[Natural-language object grounding data]
'''

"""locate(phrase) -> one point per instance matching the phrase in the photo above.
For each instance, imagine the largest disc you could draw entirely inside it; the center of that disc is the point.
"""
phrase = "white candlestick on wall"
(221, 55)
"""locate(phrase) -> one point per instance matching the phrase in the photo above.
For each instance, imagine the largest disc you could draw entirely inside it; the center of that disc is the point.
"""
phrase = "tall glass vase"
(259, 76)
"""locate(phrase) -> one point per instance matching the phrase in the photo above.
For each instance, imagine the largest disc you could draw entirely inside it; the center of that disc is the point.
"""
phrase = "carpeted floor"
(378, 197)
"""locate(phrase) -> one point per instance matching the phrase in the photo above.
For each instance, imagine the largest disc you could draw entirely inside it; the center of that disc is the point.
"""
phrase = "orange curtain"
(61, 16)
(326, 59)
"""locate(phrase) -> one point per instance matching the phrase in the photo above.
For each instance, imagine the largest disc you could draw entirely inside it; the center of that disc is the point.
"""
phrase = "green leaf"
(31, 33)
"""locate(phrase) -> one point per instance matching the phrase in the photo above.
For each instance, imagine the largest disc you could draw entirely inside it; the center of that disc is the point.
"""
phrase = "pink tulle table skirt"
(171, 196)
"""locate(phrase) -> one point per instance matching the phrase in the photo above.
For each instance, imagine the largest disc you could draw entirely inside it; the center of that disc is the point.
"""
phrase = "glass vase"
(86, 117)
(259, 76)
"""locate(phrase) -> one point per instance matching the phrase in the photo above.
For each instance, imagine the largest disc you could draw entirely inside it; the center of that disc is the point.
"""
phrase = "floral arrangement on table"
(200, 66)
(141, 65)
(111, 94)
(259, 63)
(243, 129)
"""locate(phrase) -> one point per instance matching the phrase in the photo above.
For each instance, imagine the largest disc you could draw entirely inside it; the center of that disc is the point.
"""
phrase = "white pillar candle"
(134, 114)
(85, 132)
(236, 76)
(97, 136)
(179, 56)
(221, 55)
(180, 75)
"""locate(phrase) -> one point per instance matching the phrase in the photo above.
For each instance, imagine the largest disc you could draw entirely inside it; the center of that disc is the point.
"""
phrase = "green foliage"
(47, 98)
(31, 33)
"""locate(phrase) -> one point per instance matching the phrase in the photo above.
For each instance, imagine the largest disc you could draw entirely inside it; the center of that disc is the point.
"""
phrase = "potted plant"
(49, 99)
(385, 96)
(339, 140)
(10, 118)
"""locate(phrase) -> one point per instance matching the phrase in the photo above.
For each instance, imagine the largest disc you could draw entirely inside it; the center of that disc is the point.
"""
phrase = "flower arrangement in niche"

'''

What needs to be done - Take the entries above and transcribe them exactly.

Result -
"""locate(phrase) -> one point per instance matching the phrase in the photo above.
For each instance, imagine the largest disc you could draw entirely inside it; the center of that disc is the point.
"""
phrase = "white candlestick on wall"
(221, 55)
"""locate(phrase) -> one point per instance matching the phrase in the photo above.
For each instance, imagine the largest disc you could draw entirely inside it; the center of that disc is the point.
"""
phrase = "tall glass vase"
(259, 76)
"""locate(phrase) -> one point per instance matching the phrase in the photo above.
For each instance, imagine the largest disc you could draw entirely inside it; the center of that disc is the point.
"""
phrase = "carpeted floor"
(378, 197)
"""locate(phrase) -> one point per instance matching the phrase in the photo above.
For each instance, imagine the largest disc you could draw entirely inside it; the center of that disc is the point.
"""
phrase = "orange curtain"
(61, 16)
(326, 59)
"""locate(phrase) -> one point per instance matching the phrase in the photo above.
For each instance, imagine the largest disc you could draw entirely inside it; the center of that disc is the point.
"""
phrase = "green leaf"
(31, 33)
"""locate(phrase) -> one point per instance matching the phrase in the photo above.
For each instance, imagine the largest disc you could draw entirely inside it; the center of that disc is the point.
"""
phrase = "pink tulle table skirt"
(171, 196)
"""locate(phrase) -> one point per instance matching the phrase in the photo above.
For each instance, imagine the largest disc you could draw entirely inside it; the center of that disc is the point.
"""
phrase = "glass vase"
(86, 117)
(259, 76)
"""locate(phrase) -> one point per instance matching the phrase in the photo above.
For each instance, imagine the largest disc you could draw entirely inside it; the center of that disc is the point.
"""
phrase = "floral arrangement on table"
(200, 66)
(141, 65)
(111, 94)
(259, 63)
(243, 129)
"""locate(phrase) -> one point per instance matching the phrase in the photo above.
For each instance, imagine the largest disc you could draw entirely inside it; the center of that disc is the point.
"""
phrase = "white pillar candle"
(134, 114)
(85, 132)
(236, 76)
(97, 136)
(179, 56)
(221, 55)
(180, 75)
"""locate(phrase) -> one point per instance matching the phrase in the photo above.
For each instance, imagine the largest disc you could draw entirely inside it; the center of that disc is the point.
"""
phrase = "green foliage"
(47, 98)
(31, 33)
"""locate(phrase) -> one point per instance matching the phrase in the photo above.
For each instance, imagine the largest disc you could draw entirely inside it; the center of that disc is the point.
"""
phrase = "potted plant"
(49, 99)
(385, 96)
(339, 140)
(10, 118)
"""locate(phrase) -> one point per instance matching the phrase in the photo above.
For each instance, imagine the largest disc you could draw entirely inside it; the center of that disc is the point.
"""
phrase = "flower arrangement in niche"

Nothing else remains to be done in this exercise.